▶ [INSTRUCTIONS TO FOLLOW] Convert the lines from the start of the records through the first line that contains "[[445, 469]]", both included, into a numbered list, omitting any blank lines.

________________________________________

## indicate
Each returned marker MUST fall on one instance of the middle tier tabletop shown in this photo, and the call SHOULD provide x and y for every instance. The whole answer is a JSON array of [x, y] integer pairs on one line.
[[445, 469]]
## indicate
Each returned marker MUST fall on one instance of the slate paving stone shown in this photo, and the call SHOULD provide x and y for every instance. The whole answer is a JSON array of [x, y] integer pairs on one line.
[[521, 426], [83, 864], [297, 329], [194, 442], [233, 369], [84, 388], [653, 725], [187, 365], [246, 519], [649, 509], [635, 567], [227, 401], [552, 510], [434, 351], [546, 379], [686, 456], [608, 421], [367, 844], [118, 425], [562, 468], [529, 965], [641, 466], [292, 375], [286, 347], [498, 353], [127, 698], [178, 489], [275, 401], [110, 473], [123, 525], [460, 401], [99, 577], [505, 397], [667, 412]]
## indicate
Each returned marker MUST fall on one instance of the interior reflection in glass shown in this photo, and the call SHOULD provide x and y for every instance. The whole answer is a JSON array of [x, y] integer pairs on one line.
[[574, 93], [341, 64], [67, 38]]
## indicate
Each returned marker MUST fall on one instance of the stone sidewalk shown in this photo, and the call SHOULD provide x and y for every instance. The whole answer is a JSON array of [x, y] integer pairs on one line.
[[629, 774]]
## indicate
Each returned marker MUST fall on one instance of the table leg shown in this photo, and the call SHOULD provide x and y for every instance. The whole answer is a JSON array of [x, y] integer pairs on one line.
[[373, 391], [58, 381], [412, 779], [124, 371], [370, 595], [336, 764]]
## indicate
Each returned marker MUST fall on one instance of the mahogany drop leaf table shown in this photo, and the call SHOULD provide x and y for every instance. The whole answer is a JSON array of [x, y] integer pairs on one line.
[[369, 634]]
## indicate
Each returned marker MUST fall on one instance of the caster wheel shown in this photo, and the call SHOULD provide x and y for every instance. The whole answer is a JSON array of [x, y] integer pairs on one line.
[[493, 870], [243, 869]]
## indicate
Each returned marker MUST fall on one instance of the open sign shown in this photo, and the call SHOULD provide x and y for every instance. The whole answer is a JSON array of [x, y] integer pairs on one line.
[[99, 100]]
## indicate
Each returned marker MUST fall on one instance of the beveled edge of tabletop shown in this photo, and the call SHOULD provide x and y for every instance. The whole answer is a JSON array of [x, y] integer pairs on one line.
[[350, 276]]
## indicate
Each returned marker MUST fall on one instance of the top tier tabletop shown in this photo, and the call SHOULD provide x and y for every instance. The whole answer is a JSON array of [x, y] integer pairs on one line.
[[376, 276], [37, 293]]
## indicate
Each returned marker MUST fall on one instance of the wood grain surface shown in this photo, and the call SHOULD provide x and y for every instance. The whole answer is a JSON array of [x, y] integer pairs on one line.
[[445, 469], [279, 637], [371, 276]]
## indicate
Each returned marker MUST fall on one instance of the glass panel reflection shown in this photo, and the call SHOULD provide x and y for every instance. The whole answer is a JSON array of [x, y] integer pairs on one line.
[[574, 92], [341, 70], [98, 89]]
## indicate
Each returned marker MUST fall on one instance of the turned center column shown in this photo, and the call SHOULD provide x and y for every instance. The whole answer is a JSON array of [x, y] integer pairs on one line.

________________________________________

▶ [TASK RESPONSE]
1. ## indicate
2. Each returned marker MUST fall on one instance of the middle tier tabletop shown in this photo, and the call SHOULD provide x and y for every instance. The whole answer is a JSON array of [x, y] integer pairs on one line.
3. [[445, 469]]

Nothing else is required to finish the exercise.